[Labeled contour entries]
******************************

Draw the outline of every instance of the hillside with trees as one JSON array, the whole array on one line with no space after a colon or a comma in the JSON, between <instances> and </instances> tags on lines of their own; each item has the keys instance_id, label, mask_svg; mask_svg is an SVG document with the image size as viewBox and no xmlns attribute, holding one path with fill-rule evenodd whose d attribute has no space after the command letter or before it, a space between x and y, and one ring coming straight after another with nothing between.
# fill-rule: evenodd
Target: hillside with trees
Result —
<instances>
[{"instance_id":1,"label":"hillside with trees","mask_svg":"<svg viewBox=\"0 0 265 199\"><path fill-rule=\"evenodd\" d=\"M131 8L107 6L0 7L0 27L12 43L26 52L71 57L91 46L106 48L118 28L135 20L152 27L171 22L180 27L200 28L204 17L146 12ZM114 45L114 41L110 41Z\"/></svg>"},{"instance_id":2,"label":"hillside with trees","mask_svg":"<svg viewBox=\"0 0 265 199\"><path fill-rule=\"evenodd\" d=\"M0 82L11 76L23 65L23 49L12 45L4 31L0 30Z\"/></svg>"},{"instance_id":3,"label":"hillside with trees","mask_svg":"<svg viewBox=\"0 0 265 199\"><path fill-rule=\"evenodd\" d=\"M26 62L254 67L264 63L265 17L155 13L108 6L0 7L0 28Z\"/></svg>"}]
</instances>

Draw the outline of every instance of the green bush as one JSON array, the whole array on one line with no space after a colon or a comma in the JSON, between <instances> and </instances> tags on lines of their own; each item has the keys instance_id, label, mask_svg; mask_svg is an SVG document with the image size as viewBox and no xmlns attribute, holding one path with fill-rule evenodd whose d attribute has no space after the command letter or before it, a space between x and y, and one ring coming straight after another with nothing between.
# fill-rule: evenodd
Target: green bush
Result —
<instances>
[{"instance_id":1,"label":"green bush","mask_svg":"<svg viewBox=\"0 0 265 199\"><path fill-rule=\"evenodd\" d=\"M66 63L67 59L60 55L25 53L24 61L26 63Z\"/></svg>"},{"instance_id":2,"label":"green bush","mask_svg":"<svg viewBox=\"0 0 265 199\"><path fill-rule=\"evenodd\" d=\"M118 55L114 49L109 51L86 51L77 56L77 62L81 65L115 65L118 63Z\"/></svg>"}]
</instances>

******************************

= Short exercise =
Switch each "Draw the outline" in the entries to "Trace the outline" and keep every other part of the lines the same.

= Written reply =
Trace the outline of every instance of the hillside with trees as one JSON array, the whole array on one line with no space after a colon or a comma in the JSON, between <instances> and </instances> tags on lines of their own; each item has the keys instance_id, label, mask_svg; mask_svg is an SVG document with the image size as viewBox and no xmlns attribute, holding one path with fill-rule evenodd whose d attribute has no space after the command letter or before it, a space between x and y, and one ring coming straight after another with nothing between.
# fill-rule: evenodd
Target: hillside with trees
Result —
<instances>
[{"instance_id":1,"label":"hillside with trees","mask_svg":"<svg viewBox=\"0 0 265 199\"><path fill-rule=\"evenodd\" d=\"M131 8L107 6L0 7L0 27L12 43L26 52L71 57L91 46L106 48L118 28L135 20L152 27L171 22L180 27L200 28L204 17L146 12ZM114 45L114 41L110 41Z\"/></svg>"},{"instance_id":2,"label":"hillside with trees","mask_svg":"<svg viewBox=\"0 0 265 199\"><path fill-rule=\"evenodd\" d=\"M0 82L11 76L23 65L23 49L12 45L4 31L0 30Z\"/></svg>"},{"instance_id":3,"label":"hillside with trees","mask_svg":"<svg viewBox=\"0 0 265 199\"><path fill-rule=\"evenodd\" d=\"M26 62L254 67L264 63L265 17L155 13L108 6L0 7L0 28Z\"/></svg>"}]
</instances>

Trace the outline of every instance of the green bush as one JSON array, the whole array on one line with no space after a colon or a comma in the JSON, between <instances> and </instances> tags on lines of their own; each item has the keys instance_id, label, mask_svg; mask_svg is an SVG document with the image size as viewBox and no xmlns attribute, holding one path with fill-rule evenodd whose d attribute has no space after the command letter or before it, a space between x and y, and one ring coming straight after another with nothing between.
# fill-rule: evenodd
Target: green bush
Result —
<instances>
[{"instance_id":1,"label":"green bush","mask_svg":"<svg viewBox=\"0 0 265 199\"><path fill-rule=\"evenodd\" d=\"M66 63L67 59L60 55L25 53L24 61L26 63Z\"/></svg>"},{"instance_id":2,"label":"green bush","mask_svg":"<svg viewBox=\"0 0 265 199\"><path fill-rule=\"evenodd\" d=\"M118 55L114 49L109 51L86 51L77 56L77 62L81 65L115 65L118 63Z\"/></svg>"}]
</instances>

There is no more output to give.